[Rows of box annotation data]

================

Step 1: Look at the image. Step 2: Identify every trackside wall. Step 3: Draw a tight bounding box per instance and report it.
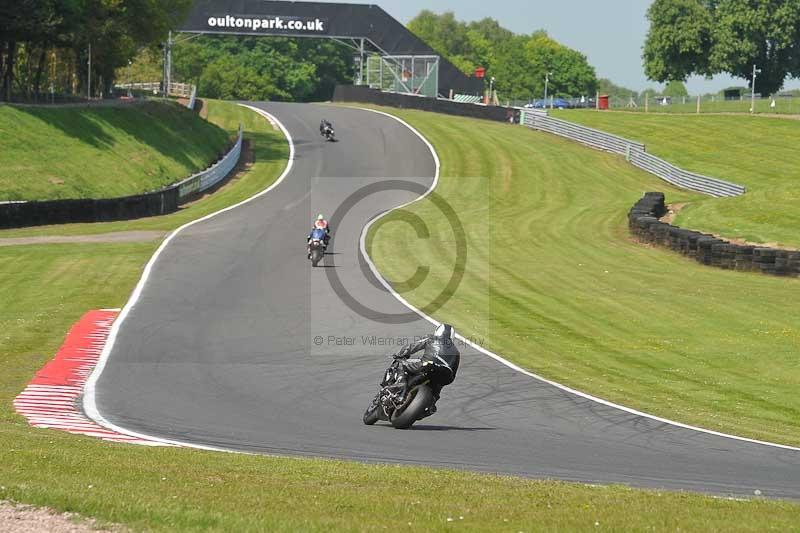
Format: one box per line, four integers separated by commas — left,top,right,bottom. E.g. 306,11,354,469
0,125,242,229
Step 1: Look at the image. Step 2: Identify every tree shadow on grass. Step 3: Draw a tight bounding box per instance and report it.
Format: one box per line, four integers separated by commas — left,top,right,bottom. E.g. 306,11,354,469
17,102,231,174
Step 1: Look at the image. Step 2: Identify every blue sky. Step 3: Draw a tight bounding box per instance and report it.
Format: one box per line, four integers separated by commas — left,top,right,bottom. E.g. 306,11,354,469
312,0,800,94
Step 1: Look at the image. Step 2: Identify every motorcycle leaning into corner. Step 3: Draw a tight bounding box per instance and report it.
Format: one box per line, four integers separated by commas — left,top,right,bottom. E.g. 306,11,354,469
319,119,336,142
363,324,461,429
308,228,328,267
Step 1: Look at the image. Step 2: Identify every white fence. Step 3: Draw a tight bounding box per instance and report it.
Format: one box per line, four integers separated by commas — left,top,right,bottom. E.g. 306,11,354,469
175,124,242,203
114,81,197,109
520,109,746,197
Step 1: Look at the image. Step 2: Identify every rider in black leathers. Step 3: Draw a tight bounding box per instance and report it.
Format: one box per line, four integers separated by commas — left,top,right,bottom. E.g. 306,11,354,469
390,324,461,414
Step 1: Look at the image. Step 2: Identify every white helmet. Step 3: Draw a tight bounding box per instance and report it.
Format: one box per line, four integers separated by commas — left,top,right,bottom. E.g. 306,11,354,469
433,323,456,339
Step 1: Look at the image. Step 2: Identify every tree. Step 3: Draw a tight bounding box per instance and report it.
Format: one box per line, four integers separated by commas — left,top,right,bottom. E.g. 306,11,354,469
408,10,597,99
597,78,638,101
710,0,800,94
661,81,689,98
0,0,192,100
644,0,712,82
643,0,800,94
494,31,597,99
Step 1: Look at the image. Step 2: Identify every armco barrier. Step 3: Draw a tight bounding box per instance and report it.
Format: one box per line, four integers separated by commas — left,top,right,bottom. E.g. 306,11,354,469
173,124,242,203
628,192,800,276
521,109,746,197
333,85,520,123
0,125,242,229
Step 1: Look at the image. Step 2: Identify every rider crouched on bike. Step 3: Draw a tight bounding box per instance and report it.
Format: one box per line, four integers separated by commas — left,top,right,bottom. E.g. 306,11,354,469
308,213,331,248
319,118,333,136
390,324,461,415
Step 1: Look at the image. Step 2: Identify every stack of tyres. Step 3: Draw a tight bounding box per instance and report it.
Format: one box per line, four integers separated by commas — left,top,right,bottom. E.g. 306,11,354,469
753,248,777,274
735,246,755,272
628,193,800,276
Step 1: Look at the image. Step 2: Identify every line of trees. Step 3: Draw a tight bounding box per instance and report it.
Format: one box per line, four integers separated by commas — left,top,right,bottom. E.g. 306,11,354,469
0,0,192,101
408,10,597,99
643,0,800,94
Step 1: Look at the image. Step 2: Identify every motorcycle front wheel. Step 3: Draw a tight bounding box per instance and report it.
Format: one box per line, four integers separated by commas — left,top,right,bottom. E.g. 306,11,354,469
389,384,433,429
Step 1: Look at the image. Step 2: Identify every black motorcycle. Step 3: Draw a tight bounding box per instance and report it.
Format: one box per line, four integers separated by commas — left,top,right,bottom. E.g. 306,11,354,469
308,239,325,267
364,359,436,429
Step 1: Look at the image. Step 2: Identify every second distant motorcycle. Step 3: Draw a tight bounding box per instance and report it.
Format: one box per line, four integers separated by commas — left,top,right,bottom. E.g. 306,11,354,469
319,119,336,142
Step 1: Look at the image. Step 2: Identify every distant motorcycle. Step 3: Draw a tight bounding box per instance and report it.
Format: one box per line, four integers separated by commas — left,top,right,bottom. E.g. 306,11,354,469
308,239,325,267
364,359,435,429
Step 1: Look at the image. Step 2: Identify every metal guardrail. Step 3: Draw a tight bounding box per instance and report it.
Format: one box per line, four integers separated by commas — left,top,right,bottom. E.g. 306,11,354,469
114,81,197,109
520,109,747,197
173,124,243,203
186,85,197,111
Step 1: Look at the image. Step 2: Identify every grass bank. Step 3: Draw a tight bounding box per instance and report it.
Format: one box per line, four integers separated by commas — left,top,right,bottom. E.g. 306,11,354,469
0,103,800,531
553,110,800,248
371,105,800,445
0,102,229,201
620,95,800,115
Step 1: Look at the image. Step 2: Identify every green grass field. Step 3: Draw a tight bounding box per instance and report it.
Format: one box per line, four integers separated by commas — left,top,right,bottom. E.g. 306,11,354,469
372,106,800,445
615,96,800,115
553,110,800,248
0,103,800,531
0,102,229,201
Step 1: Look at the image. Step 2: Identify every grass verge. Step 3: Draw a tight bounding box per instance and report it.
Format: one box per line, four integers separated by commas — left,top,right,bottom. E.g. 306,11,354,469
370,105,800,445
0,100,289,238
0,104,800,531
0,102,229,201
553,110,800,248
619,95,800,115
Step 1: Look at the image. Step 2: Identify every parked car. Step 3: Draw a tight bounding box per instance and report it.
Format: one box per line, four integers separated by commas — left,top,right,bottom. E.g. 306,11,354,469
525,98,573,109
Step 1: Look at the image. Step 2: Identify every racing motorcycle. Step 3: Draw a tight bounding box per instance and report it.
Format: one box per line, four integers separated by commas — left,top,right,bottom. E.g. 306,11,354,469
308,239,325,267
364,359,436,429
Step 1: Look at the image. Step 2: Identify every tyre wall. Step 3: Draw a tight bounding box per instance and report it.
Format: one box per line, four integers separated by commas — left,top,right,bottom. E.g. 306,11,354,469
628,192,800,276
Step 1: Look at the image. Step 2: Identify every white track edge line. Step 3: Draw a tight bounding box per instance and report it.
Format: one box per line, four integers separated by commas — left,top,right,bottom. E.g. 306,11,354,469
356,107,800,452
83,104,295,448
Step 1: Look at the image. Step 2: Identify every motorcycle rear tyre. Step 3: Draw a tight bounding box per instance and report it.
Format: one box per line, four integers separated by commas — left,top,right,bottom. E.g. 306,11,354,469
311,250,322,267
389,385,433,429
364,406,379,426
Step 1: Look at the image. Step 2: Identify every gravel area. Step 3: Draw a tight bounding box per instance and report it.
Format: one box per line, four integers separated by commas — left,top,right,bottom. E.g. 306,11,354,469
0,501,117,533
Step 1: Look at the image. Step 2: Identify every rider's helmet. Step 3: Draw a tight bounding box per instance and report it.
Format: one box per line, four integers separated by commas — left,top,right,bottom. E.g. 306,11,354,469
433,324,456,341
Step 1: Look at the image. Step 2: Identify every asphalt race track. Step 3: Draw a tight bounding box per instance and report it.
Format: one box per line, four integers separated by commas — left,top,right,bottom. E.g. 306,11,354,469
89,104,800,498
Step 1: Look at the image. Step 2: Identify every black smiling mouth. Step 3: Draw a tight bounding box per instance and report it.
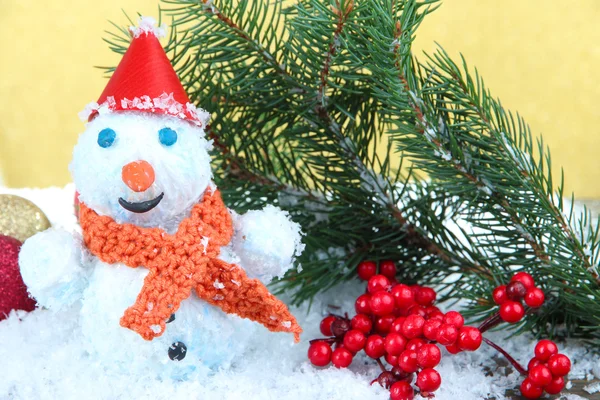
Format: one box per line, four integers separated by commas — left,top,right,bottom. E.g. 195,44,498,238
119,193,165,214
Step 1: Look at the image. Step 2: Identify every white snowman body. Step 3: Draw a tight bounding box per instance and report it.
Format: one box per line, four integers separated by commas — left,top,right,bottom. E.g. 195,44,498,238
19,111,303,379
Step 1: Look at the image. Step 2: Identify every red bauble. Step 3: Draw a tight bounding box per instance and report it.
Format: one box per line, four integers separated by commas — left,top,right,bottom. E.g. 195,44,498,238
0,235,35,321
417,368,442,392
357,261,377,281
308,342,331,367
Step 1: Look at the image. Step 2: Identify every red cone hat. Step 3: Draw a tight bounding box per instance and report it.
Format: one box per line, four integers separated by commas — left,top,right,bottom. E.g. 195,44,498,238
83,17,208,126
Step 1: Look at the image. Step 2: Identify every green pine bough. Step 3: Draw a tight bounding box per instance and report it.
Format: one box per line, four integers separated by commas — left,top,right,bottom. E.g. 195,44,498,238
107,0,600,339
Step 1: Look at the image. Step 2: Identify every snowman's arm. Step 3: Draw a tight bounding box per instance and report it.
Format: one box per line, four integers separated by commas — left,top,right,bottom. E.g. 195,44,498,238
19,228,88,311
232,205,304,283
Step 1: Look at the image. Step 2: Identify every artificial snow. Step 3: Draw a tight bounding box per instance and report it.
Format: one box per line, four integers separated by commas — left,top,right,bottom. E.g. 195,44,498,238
129,16,167,39
0,185,600,400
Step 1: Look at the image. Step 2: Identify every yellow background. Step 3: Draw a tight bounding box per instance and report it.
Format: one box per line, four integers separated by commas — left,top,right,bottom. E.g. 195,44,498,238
0,0,600,198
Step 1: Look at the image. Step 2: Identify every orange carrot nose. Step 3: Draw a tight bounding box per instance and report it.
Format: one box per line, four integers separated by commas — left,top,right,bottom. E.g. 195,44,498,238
121,160,154,192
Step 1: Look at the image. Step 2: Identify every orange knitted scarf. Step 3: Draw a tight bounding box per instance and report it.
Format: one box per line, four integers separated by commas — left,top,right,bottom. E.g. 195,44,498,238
79,189,302,342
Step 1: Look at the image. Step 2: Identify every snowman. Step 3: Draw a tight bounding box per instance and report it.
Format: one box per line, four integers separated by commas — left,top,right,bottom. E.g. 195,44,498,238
19,18,303,379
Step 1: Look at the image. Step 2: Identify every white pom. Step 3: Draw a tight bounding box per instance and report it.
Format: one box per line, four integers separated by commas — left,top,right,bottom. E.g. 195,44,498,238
233,205,304,283
19,228,86,310
129,17,167,39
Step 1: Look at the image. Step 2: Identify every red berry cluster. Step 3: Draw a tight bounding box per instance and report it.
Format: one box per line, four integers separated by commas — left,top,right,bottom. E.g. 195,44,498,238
492,272,546,324
308,261,482,400
521,339,571,399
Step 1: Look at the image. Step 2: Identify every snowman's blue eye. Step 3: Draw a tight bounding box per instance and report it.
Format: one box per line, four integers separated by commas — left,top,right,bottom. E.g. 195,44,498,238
98,128,117,148
158,128,177,146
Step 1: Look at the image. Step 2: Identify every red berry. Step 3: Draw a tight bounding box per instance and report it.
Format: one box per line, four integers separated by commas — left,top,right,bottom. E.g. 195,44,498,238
331,318,352,338
506,281,527,301
354,293,371,314
367,275,390,294
308,342,331,367
527,357,544,371
535,339,558,362
409,285,421,297
510,272,535,289
417,368,442,392
385,354,398,367
525,288,546,308
385,333,406,356
390,317,406,335
357,261,377,281
398,350,419,374
370,292,395,316
544,376,565,394
437,324,458,346
331,347,353,368
446,343,462,354
406,304,427,318
548,354,571,377
344,329,367,353
500,300,525,324
390,381,415,400
319,315,335,336
406,338,427,351
392,284,415,309
415,287,437,306
528,364,552,387
423,319,442,340
456,326,483,351
379,260,396,280
417,344,442,368
365,335,385,359
402,314,425,339
375,314,396,335
520,378,544,399
425,306,444,321
350,314,373,333
492,285,508,305
444,311,465,329
371,371,395,389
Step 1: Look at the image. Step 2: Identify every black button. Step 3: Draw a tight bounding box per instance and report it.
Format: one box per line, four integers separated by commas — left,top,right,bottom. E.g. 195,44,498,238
169,342,187,361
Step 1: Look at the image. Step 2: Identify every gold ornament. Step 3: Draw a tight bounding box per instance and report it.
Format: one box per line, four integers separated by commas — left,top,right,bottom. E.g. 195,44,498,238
0,194,50,242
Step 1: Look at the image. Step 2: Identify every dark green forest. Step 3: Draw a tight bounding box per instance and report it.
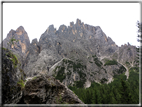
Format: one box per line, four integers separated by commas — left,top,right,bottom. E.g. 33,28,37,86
69,67,139,104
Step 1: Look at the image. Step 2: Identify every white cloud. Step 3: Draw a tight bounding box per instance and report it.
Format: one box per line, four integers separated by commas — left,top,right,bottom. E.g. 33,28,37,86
3,3,140,46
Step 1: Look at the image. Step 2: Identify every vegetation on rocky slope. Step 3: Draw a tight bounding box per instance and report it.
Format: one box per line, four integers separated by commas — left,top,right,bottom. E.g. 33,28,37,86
69,69,139,104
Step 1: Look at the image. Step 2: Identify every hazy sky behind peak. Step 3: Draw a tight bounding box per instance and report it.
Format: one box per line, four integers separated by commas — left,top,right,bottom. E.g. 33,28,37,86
3,3,140,46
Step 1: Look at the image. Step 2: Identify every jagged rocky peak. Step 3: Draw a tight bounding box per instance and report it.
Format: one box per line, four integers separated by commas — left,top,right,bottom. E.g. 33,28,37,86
3,26,30,53
7,29,16,36
76,19,81,25
31,38,38,44
16,26,25,35
46,25,56,34
70,22,74,27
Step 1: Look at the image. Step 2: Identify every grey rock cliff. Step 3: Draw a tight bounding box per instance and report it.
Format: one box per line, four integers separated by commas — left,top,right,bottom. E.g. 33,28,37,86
23,19,136,85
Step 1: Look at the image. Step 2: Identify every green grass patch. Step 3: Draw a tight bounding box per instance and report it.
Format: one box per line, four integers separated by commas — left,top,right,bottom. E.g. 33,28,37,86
92,55,103,67
101,78,107,84
55,67,66,82
129,67,139,72
17,79,26,89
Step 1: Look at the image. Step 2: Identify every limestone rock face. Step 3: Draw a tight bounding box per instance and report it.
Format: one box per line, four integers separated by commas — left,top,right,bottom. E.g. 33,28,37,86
3,26,30,53
23,19,136,86
3,19,138,87
2,26,30,67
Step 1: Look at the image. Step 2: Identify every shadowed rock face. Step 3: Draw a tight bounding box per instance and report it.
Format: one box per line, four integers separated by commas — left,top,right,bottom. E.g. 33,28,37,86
2,48,25,104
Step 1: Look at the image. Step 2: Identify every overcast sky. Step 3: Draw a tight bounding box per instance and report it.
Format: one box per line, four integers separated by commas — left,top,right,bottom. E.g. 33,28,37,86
3,3,140,46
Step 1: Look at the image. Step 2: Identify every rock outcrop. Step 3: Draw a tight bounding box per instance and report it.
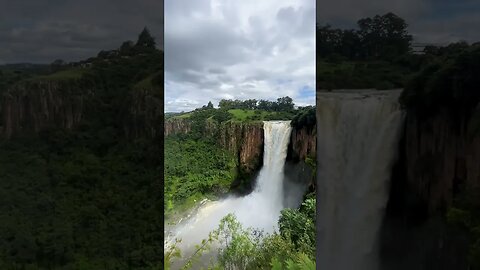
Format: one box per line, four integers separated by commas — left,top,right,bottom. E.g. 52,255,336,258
164,118,192,136
405,108,480,213
125,87,163,138
218,122,264,174
0,80,93,138
381,108,480,270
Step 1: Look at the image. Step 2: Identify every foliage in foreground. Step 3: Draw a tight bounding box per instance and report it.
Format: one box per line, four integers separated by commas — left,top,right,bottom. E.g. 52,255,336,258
164,136,237,217
165,198,315,270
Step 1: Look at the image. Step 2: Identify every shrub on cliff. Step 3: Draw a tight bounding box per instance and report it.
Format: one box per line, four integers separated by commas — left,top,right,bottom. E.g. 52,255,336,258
400,46,480,115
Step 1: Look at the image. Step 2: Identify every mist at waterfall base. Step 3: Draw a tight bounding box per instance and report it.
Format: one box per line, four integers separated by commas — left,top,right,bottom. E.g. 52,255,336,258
166,121,306,266
317,90,404,270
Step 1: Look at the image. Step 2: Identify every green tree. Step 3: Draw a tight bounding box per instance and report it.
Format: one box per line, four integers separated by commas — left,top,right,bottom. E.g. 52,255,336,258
135,27,155,49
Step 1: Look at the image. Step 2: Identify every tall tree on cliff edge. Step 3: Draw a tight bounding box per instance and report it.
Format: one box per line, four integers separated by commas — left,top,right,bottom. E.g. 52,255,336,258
358,12,412,59
135,27,156,49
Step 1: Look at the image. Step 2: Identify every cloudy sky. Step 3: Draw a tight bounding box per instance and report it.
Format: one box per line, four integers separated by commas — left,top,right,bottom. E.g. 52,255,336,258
165,0,315,112
0,0,163,64
317,0,480,45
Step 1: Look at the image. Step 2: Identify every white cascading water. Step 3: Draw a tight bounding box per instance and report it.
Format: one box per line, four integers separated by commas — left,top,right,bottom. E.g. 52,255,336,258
317,90,404,270
166,121,296,264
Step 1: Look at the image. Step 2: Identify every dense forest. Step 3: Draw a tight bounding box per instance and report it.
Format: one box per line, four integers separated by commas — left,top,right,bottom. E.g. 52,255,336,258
0,29,163,269
317,13,478,90
317,13,480,269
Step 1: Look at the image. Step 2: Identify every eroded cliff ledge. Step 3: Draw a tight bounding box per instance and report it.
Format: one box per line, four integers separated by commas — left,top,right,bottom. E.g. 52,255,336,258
404,108,480,214
381,107,480,270
164,118,263,174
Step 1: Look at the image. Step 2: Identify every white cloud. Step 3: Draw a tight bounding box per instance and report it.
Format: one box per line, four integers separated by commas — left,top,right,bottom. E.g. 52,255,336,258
165,0,315,112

================

REQUEST
Reproduce the data from the beginning through the line containing "312,0,800,94", inclusive, offsetting every bounding box coordinate in the answers by -73. Omit the pictures from your output.

SOLUTION FOR THIS TASK
Step 1: Look at the image. Step 2: Identify every trackside wall. Step 3: Draw a tight bounding box per instance and report it.
Format: one box per line, four integers separated by commas — left,top,right,bottom. E.g. 306,11,354,469
-73,52,169,156
Step 1: Look at the image. Step 2: Identify every tree shadow on grass. Step 3: Draw a tight bounding box per instance and report it.
Format: one box per line, four integers separated by commas — left,top,right,bottom. E.g. 306,11,354,469
-56,29,158,101
Step 1: Look at the image. Step 2: Identify every blue sky. Step 3: Draw a tight bounding box per instance and report it.
Format: one box per line, four integers separated by commas — left,top,right,bottom. E.g. 306,11,354,469
239,-73,727,21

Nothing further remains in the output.